====== MATERIAL FOR THE TASK ======

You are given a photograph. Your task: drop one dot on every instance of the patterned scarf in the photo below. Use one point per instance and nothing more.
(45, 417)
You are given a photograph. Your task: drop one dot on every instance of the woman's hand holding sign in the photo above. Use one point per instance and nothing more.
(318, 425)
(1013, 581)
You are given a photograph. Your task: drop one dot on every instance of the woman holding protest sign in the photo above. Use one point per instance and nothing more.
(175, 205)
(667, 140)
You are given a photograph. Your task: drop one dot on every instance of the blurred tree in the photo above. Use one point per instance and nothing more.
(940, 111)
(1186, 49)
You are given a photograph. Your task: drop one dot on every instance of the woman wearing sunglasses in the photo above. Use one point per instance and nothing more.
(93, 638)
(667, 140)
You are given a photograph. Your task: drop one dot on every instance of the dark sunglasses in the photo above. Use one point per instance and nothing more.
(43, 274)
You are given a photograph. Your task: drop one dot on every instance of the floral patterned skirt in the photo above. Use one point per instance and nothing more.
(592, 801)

======
====== MATERIAL FOR THE TASK ======

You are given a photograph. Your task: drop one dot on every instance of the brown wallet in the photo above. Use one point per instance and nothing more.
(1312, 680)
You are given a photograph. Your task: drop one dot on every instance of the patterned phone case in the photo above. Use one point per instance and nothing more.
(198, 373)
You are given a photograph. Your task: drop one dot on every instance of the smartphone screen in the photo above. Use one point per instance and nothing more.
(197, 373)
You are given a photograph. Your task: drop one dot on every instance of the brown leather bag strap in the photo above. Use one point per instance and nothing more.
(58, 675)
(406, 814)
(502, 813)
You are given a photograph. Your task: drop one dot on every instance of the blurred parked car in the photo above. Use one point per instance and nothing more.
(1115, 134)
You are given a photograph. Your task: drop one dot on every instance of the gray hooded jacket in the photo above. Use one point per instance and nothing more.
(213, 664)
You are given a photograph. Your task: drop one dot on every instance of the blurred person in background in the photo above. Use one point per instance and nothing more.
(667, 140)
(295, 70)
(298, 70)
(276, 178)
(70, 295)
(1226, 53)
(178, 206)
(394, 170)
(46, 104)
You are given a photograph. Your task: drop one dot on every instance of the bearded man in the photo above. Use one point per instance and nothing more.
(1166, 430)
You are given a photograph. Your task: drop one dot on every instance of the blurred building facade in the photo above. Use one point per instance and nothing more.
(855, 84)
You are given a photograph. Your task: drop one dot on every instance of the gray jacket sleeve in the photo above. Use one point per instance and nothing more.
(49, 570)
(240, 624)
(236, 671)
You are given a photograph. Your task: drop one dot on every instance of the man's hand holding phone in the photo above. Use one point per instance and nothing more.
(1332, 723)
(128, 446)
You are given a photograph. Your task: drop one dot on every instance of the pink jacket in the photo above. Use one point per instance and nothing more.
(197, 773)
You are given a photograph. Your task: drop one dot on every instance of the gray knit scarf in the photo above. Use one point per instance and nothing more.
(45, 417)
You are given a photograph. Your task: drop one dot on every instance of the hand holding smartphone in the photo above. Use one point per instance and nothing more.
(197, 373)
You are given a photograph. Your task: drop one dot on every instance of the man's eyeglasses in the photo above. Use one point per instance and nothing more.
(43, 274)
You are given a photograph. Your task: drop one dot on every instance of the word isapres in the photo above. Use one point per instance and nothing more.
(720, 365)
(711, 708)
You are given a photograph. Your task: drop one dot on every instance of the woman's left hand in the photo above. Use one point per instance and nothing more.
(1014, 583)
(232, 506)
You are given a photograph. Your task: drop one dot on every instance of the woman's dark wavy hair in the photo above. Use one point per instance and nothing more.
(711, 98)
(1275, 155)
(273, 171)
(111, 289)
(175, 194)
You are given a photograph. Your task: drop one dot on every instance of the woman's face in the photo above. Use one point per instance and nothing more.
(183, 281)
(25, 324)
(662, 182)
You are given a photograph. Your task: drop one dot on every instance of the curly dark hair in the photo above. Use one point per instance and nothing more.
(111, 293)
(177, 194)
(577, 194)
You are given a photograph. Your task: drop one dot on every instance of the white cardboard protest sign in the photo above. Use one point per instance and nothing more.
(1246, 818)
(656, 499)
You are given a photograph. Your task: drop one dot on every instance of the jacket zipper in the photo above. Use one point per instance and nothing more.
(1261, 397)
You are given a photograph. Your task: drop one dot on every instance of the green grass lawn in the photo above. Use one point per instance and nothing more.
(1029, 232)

======
====== MATERIAL FOR THE TASK ======

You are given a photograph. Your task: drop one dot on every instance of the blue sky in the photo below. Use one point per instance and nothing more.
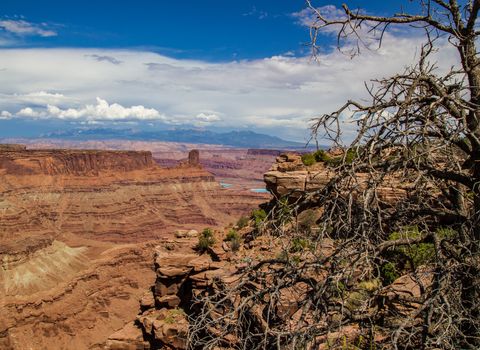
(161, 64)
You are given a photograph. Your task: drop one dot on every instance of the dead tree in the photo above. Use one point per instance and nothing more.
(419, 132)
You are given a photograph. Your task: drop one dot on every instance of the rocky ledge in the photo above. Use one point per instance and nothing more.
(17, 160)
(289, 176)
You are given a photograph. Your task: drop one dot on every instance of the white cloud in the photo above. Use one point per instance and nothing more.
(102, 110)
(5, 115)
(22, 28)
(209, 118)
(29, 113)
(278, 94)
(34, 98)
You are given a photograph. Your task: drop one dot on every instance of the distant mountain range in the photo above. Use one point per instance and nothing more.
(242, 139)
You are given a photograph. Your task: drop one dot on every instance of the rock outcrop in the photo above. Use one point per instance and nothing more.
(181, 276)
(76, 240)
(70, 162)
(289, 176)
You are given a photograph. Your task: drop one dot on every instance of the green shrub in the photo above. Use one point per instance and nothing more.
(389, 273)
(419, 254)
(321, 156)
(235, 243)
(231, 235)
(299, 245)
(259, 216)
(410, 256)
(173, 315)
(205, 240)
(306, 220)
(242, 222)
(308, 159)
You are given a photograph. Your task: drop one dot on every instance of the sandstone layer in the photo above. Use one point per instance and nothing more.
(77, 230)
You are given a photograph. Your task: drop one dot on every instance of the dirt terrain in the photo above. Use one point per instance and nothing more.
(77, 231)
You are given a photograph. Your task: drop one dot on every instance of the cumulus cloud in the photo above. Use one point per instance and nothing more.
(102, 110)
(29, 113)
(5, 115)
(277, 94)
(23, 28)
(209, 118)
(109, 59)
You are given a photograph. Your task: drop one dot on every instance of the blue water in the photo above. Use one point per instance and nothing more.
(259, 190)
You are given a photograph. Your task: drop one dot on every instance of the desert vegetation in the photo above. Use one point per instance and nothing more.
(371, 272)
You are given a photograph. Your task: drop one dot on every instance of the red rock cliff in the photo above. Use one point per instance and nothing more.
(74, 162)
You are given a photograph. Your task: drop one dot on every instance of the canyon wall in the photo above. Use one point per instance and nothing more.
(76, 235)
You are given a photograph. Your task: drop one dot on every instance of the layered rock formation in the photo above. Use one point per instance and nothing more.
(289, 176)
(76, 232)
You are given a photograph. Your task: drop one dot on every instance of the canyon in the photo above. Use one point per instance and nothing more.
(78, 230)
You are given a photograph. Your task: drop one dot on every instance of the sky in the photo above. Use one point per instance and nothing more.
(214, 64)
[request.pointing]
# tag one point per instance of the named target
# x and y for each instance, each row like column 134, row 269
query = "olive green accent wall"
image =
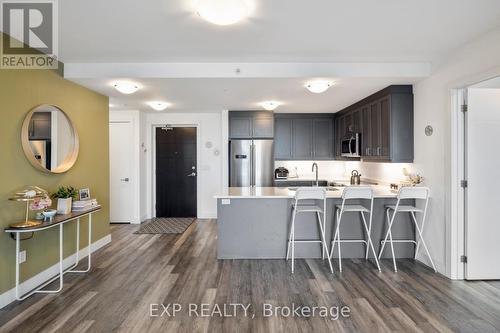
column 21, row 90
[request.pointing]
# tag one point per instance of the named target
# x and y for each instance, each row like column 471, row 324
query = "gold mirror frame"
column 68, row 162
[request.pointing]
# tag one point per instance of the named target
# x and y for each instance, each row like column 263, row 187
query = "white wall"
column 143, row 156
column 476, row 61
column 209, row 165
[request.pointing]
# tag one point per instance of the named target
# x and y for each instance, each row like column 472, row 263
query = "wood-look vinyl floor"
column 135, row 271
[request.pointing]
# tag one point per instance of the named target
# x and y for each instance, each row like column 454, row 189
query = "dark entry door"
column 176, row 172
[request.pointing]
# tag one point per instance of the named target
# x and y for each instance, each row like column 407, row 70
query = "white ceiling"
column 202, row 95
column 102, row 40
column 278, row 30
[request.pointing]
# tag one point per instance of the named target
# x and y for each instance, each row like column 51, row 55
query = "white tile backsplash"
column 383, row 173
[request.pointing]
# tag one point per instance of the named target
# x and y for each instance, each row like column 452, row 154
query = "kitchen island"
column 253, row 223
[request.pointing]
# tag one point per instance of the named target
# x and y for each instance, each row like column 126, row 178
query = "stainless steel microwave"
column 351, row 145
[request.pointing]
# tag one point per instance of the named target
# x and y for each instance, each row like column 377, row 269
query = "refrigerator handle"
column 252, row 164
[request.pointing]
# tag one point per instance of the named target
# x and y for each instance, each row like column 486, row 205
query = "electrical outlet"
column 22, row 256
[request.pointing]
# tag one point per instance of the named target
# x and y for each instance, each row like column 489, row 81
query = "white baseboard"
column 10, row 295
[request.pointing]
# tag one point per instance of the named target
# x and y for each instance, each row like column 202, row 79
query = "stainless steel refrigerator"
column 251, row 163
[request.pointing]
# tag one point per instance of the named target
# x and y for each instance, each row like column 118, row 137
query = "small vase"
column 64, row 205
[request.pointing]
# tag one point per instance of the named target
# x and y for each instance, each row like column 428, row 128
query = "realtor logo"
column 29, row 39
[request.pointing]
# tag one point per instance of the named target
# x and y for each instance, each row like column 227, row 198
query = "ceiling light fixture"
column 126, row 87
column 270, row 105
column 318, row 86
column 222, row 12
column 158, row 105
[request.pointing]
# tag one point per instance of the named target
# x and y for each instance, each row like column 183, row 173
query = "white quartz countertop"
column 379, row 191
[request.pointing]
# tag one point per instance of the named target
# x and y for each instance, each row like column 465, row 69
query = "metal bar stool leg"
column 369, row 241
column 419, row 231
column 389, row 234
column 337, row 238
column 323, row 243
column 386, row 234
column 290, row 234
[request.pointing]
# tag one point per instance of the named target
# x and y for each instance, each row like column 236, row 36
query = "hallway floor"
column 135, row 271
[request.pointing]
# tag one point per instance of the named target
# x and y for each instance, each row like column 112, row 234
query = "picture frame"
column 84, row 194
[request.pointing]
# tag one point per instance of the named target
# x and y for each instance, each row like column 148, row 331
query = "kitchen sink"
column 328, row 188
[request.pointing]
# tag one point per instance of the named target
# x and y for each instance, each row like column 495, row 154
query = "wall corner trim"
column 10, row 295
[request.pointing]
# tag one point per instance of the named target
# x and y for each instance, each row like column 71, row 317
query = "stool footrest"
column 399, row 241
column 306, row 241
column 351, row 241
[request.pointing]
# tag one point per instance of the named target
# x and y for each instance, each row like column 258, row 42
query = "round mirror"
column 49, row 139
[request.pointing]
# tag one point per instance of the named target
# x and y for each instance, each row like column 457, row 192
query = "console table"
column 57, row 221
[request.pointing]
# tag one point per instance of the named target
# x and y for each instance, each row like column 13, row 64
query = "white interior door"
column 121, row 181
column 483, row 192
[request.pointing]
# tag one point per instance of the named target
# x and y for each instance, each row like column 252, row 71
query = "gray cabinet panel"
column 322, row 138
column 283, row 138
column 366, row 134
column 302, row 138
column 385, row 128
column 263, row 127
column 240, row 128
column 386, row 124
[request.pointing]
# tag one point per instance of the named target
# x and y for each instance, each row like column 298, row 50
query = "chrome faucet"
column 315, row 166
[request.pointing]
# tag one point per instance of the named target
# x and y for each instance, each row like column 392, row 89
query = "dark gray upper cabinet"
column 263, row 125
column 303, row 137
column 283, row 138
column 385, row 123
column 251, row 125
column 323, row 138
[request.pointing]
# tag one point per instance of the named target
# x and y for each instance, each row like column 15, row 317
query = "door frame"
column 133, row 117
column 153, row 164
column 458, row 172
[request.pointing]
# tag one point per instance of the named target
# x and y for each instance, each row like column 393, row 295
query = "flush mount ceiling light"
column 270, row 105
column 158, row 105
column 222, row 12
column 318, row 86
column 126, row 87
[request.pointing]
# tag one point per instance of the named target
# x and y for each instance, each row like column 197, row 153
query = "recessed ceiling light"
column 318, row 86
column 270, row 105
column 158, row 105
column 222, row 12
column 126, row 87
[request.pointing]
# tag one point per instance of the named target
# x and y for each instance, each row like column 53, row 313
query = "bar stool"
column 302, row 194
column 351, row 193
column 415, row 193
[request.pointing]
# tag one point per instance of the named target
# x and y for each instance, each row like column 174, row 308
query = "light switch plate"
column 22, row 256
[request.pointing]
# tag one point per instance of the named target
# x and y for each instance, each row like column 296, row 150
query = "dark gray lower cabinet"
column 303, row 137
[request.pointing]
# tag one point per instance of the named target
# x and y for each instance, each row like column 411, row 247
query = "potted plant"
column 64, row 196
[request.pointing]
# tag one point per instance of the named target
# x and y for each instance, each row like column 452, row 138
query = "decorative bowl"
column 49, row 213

======

*THE EXERCISE*: Return each line of the rows above that contains the string "sign".

*SOLUTION*:
You are given a photograph. Your task: drop one dot on every instance of the woman's hand holding sign in the photo above. Use one point per instance and nothing more.
You are given a photograph. Your task: drop one dot on every instance of the woman holding protest sign in the photo above. Use one point per instance and nothing more.
You are given a photograph. Your task: drop one dot on every instance of the white cardboard protest sign in the photo above. Use one point per instance and nothing more.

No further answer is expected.